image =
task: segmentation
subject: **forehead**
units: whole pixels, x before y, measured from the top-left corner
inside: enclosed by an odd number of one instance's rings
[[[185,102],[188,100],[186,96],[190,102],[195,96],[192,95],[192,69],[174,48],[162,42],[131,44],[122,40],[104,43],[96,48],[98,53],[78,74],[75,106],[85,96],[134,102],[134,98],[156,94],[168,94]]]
■ ■ ■ ■ ■ ■ ■
- **EXERCISE INSTRUCTIONS**: Reproduce the item above line for line, with no changes.

- **RESULT FOR THIS EXERCISE**:
image =
task: segmentation
subject: **forehead**
units: whole pixels, x before y, measured from the top-left corner
inside: enclosed by an odd number of one instance's rings
[[[185,102],[188,100],[186,96],[190,102],[195,96],[192,95],[192,69],[174,48],[162,42],[131,44],[122,40],[104,43],[96,48],[98,53],[78,74],[75,106],[85,96],[134,102],[134,98],[156,94],[168,94]]]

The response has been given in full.